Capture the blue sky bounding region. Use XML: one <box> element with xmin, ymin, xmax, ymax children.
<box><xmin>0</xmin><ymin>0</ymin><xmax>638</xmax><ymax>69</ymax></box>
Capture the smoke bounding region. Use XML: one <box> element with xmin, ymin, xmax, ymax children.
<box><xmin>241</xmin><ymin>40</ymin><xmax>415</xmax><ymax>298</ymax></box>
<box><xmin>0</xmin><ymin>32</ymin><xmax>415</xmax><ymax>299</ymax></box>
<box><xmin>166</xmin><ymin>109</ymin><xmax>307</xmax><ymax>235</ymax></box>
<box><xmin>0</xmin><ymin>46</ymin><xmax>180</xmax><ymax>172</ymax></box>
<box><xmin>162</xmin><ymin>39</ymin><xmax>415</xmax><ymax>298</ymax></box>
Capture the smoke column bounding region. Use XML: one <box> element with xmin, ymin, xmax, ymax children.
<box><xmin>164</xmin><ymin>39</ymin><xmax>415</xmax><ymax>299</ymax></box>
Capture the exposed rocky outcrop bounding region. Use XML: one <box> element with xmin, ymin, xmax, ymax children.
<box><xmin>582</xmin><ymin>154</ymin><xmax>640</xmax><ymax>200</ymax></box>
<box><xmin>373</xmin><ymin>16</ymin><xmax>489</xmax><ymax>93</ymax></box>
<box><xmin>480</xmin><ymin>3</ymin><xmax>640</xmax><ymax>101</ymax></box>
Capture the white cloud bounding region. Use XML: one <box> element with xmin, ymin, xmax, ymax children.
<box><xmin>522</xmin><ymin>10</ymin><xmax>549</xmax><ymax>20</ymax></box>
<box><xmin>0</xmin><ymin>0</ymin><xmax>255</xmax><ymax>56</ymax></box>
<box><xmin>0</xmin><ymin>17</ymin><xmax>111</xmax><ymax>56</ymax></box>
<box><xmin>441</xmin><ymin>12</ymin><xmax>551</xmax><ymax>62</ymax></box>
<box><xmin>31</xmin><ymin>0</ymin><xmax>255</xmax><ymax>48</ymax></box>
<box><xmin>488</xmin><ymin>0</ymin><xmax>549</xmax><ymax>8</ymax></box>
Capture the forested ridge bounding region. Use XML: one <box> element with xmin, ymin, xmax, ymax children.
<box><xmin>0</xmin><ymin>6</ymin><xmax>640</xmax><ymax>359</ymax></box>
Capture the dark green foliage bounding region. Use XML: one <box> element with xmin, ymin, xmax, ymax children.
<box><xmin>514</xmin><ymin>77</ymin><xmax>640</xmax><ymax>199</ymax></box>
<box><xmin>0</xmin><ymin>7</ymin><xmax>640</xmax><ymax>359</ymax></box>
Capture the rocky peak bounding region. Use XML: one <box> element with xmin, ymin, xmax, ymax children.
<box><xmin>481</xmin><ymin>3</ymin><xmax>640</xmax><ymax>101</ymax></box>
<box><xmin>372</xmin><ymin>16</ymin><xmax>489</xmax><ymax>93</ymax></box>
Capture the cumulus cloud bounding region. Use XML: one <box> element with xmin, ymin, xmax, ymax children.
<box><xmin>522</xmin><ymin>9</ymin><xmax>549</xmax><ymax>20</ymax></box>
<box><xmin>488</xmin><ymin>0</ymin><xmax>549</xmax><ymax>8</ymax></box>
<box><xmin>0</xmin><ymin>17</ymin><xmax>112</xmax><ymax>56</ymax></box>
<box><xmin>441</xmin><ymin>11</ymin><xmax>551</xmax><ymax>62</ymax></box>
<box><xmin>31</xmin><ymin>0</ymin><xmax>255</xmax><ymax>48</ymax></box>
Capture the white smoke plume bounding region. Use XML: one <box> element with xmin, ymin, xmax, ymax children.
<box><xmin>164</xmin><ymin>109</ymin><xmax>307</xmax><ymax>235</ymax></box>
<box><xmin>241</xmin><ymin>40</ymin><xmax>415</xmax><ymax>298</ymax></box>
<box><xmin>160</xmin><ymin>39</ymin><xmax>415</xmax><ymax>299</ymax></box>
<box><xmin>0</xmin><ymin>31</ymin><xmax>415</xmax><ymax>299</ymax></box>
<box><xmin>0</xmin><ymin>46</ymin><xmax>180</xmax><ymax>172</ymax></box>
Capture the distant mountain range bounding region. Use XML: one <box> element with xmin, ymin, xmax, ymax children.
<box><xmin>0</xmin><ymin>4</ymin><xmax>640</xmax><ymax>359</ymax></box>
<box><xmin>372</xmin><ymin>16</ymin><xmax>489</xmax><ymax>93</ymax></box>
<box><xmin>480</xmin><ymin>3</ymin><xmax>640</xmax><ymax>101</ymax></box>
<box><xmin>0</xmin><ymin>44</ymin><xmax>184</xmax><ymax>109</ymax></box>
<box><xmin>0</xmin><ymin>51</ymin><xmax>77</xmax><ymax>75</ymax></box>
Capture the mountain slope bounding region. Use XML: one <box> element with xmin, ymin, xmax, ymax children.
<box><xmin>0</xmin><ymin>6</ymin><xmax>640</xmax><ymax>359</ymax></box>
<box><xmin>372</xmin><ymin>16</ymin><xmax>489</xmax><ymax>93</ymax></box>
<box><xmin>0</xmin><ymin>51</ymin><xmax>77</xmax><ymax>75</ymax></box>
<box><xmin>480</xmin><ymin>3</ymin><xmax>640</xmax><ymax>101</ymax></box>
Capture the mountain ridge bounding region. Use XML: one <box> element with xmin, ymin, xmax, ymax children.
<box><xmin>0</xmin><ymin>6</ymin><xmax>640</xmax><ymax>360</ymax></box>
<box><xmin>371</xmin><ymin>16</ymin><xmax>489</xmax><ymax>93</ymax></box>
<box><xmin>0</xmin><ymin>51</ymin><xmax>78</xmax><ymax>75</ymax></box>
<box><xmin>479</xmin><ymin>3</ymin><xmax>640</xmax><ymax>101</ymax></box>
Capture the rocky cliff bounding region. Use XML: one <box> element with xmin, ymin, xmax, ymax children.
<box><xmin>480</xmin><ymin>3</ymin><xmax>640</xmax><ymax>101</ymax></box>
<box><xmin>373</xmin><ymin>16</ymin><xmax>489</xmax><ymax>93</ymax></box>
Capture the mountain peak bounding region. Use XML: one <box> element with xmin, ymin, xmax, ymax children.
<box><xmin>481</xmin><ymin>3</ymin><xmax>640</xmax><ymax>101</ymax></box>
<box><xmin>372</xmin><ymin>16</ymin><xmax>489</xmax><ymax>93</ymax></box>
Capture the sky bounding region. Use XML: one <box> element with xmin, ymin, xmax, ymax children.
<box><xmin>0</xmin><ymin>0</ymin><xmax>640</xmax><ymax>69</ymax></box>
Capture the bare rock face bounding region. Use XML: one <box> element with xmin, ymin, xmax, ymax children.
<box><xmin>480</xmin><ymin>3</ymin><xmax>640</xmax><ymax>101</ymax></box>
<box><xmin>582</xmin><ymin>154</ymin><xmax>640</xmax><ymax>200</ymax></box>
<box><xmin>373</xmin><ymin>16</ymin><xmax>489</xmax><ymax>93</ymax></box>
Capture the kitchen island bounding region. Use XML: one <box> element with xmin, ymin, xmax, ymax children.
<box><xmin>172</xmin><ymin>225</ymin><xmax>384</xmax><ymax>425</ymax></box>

• • • •

### TASK GOAL
Pull out every line of the listing above that contains the string "ridge". Case counts.

### RESPONSE
Capture the forested ridge bounding region. Use XML: one <box> element with xmin, ymin, xmax, ymax children.
Capture the mountain ridge bounding region. Use XML: one <box> element with xmin, ymin, xmax, ymax children.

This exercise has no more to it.